Uma das brigas, segundo a testemunha, envolvia comunidades em Jacarepaguá. A testemunha explicou ainda que o ex-PM é dono da comunidade Vila Sapê, em Curicica, que trava uma guerra com os traficantes da Cidade de Deus. Segundo a testemunha, a vereadora passou a apoiar os moradores da Cidade de Deus e comprou briga com o ex-PM e o vereador, que tem uma parte do seu reduto eleitoral na região.  — Ela peitava o miliciano e o vereador. Os dois (o miliciano e Marielle) chegaram a travar uma briga por meio de associações de moradores da Cidade de Deus e da Vila Sapê. Ela tinha bastante personalidade. Peitava mesmo — revelou. — Orlando era o braço operacional do vereador na Zona Oeste. O vereador continuou a contar com o apoio da quadrilha mesmo depois que o miliciano ser preso ano passado.


A testemunha conta ainda que, um mês antes do atentado, o ex-PM, já na cadeia, teria dado a ordem para o crime da cela de Bangu 9. Primeiro mandou que homens de sua confiança providenciassem a clonagem de um carro. O serviço teria sido feito por dois homens identificados nas investigações. Já clonado, o Cobalt prata foi visto circulando antes do crime próximo ao campo de futebol na comunidade da Merk, na Zona Oeste, controlada pelo ex-PM. A testemunha afirmou que um homem identificado como Thiago Macaco foi encarregado de fazer o levantamento dos hábitos da vereadora: onde ela costumava ir, o local que frequentava e todos os trajetos que Marielle usava ao sair da Câmara de Vereadores.


A testemunha também afirmou que outro assassinato recente, o de Carlos Alexandre Pereira Maria, de 37 anos, o Alexandre Cabeça, foi queima de arquivo. O corpo foi encontrado no último dia 8 de abril, 25 dias depois do assassinato de Marielle, dentro de um carro por policiais militares do 18º BPM (Jacarepaguá) na Estrada Curumau, na localidade conhecida como Boiúna.
——
Você pode transcrever por inteiro, sem alterar nada, o trecho sobre o depoimento da testemunha no caso Marielle? Os dados não têm relação alguma com o trecho.

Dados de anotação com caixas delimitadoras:
——
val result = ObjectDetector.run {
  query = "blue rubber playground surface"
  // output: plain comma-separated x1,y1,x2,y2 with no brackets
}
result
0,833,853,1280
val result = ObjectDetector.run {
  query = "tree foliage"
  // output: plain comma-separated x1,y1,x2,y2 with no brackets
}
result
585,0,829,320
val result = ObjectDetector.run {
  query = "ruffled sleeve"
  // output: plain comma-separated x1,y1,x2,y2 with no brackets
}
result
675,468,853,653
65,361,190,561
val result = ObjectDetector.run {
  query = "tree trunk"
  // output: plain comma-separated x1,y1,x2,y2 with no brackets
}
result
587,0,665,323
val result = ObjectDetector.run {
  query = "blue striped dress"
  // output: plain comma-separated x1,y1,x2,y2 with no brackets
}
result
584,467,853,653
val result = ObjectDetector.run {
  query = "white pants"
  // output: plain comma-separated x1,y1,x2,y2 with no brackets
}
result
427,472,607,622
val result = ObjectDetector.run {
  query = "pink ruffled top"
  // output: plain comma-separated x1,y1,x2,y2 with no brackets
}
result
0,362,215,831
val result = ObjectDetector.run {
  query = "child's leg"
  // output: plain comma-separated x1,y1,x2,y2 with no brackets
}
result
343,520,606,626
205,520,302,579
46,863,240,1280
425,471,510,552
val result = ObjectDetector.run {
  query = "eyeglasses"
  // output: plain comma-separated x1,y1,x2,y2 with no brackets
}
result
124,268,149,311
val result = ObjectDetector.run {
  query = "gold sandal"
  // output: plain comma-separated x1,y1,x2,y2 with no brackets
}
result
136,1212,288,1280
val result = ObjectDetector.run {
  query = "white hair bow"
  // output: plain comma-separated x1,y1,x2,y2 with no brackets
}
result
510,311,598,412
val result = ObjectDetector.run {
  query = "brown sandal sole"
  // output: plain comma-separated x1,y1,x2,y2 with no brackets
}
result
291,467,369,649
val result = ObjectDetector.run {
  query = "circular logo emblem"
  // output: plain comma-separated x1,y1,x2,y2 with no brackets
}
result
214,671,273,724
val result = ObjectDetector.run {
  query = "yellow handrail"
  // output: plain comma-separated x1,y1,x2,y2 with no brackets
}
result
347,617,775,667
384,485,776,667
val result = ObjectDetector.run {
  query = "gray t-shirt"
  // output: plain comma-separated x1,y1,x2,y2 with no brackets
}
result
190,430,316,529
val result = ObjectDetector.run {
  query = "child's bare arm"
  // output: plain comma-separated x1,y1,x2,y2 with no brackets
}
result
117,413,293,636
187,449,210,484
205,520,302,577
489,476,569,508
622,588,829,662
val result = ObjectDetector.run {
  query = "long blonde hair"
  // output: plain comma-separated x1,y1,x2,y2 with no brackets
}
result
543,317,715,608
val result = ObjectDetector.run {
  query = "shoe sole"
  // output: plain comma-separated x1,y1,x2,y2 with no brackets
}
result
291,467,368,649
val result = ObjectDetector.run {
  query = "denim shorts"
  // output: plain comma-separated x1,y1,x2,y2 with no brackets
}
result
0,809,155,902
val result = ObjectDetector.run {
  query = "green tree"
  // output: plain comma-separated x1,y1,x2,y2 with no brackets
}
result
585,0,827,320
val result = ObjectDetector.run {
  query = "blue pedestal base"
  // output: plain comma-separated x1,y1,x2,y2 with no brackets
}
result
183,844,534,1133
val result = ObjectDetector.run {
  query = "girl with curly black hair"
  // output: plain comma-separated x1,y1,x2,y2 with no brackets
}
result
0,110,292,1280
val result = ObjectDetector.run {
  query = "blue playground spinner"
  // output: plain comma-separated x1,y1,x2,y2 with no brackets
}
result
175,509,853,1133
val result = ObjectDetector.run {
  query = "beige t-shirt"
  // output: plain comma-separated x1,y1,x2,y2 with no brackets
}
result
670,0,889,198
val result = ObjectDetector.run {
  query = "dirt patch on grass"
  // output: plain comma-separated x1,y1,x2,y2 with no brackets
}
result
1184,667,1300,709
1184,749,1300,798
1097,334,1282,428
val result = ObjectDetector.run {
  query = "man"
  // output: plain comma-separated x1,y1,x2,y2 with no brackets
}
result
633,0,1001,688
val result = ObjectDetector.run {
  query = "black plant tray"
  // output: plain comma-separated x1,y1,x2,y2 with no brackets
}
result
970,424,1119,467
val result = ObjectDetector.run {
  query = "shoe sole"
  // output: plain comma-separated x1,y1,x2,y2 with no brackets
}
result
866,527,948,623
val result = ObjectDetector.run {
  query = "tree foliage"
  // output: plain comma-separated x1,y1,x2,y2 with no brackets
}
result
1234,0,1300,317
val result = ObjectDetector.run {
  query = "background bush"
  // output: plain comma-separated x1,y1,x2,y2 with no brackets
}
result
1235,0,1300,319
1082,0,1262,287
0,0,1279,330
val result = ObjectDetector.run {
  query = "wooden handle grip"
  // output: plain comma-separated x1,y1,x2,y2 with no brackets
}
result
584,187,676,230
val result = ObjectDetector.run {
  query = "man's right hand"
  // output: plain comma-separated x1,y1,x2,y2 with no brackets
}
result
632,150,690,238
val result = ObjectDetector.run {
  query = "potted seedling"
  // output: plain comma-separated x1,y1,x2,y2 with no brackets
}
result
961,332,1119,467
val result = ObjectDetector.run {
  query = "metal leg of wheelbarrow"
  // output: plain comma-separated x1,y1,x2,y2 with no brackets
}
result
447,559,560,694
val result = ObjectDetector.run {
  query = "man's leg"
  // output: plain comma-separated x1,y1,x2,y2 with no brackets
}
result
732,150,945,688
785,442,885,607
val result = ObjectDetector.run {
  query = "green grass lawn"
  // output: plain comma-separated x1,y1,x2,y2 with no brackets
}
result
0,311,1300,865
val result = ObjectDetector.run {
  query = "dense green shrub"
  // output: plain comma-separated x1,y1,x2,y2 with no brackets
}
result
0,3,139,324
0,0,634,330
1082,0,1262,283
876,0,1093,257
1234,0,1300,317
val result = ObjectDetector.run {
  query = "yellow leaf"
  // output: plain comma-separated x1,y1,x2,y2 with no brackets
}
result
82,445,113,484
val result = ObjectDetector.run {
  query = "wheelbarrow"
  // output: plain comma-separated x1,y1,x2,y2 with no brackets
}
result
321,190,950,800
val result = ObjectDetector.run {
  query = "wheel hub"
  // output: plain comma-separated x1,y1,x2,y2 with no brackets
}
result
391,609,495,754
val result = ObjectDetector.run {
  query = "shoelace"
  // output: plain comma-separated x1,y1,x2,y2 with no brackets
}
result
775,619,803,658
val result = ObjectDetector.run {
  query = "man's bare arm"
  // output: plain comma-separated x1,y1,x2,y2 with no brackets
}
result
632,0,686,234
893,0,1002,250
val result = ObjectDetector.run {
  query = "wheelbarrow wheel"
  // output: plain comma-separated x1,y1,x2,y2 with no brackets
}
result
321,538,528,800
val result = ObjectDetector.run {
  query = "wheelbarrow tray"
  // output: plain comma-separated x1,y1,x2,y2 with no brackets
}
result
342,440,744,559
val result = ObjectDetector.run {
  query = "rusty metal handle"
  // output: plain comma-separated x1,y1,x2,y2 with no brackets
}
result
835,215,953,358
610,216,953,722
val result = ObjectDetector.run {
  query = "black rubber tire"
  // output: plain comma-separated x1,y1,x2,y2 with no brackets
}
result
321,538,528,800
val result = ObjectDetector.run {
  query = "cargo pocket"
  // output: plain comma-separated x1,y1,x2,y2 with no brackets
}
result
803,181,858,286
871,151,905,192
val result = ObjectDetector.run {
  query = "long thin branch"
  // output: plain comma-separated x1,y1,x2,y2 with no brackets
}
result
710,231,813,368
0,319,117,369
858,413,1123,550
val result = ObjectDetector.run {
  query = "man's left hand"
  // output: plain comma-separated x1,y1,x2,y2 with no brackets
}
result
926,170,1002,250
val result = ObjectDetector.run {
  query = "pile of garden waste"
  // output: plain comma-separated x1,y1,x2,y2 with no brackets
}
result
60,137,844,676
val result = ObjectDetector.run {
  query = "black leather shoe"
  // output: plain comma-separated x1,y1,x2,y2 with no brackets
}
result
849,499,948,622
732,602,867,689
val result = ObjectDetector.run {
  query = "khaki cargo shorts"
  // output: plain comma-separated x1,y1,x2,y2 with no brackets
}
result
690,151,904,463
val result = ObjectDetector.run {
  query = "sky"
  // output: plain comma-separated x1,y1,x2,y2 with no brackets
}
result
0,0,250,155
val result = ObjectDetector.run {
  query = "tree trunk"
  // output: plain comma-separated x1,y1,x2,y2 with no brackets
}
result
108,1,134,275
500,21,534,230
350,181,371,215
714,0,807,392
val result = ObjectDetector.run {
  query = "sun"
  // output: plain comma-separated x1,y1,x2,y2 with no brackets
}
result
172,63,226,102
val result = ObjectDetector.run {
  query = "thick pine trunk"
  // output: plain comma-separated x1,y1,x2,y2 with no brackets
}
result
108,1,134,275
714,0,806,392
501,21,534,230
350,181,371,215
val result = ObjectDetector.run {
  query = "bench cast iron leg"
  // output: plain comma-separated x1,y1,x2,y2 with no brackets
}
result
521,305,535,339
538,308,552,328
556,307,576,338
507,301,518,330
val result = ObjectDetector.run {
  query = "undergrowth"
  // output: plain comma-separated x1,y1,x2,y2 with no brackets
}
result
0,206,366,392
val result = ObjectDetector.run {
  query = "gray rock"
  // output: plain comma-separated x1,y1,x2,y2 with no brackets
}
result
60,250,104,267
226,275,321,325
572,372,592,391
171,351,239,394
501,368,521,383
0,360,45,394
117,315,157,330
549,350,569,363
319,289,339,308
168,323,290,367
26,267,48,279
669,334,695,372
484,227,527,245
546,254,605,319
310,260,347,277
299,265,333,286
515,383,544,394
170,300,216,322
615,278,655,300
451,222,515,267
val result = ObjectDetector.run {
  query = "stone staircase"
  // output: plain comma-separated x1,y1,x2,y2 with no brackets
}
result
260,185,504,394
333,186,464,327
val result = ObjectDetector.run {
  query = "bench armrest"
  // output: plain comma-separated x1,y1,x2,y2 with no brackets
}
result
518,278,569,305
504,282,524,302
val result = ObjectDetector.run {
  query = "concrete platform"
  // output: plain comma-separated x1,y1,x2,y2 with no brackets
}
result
——
■ EXERCÍCIO RESOLVIDO
Uma das brigas, segundo a testemunha, envolvia comunidades em Jacarepaguá. A testemunha explicou ainda que o ex-PM é dono da comunidade Vila Sapê, em Curicica, que trava uma guerra com os traficantes da Cidade de Deus. Segundo a testemunha, a vereadora passou a apoiar os moradores da Cidade de Deus e comprou briga com o ex-PM e o vereador, que tem uma parte do seu reduto eleitoral na região.  — Ela peitava o miliciano e o vereador. Os dois (o miliciano e Marielle) chegaram a travar uma briga por meio de associações de moradores da Cidade de Deus e da Vila Sapê. Ela tinha bastante personalidade. Peitava mesmo — revelou. — Orlando era o braço operacional do vereador na Zona Oeste. O vereador continuou a contar com o apoio da quadrilha mesmo depois que o miliciano ser preso ano passado.


A testemunha conta ainda que, um mês antes do atentado, o ex-PM, já na cadeia, teria dado a ordem para o crime da cela de Bangu 9. Primeiro mandou que homens de sua confiança providenciassem a clonagem de um carro. O serviço teria sido feito por dois homens identificados nas investigações. Já clonado, o Cobalt prata foi visto circulando antes do crime próximo ao campo de futebol na comunidade da Merk, na Zona Oeste, controlada pelo ex-PM. A testemunha afirmou que um homem identificado como Thiago Macaco foi encarregado de fazer o levantamento dos hábitos da vereadora: onde ela costumava ir, o local que frequentava e todos os trajetos que Marielle usava ao sair da Câmara de Vereadores.


A testemunha também afirmou que outro assassinato recente, o de Carlos Alexandre Pereira Maria, de 37 anos, o Alexandre Cabeça, foi queima de arquivo. O corpo foi encontrado no último dia 8 de abril, 25 dias depois do assassinato de Marielle, dentro de um carro por policiais militares do 18º BPM (Jacarepaguá) na Estrada Curumau, na localidade conhecida como Boiúna.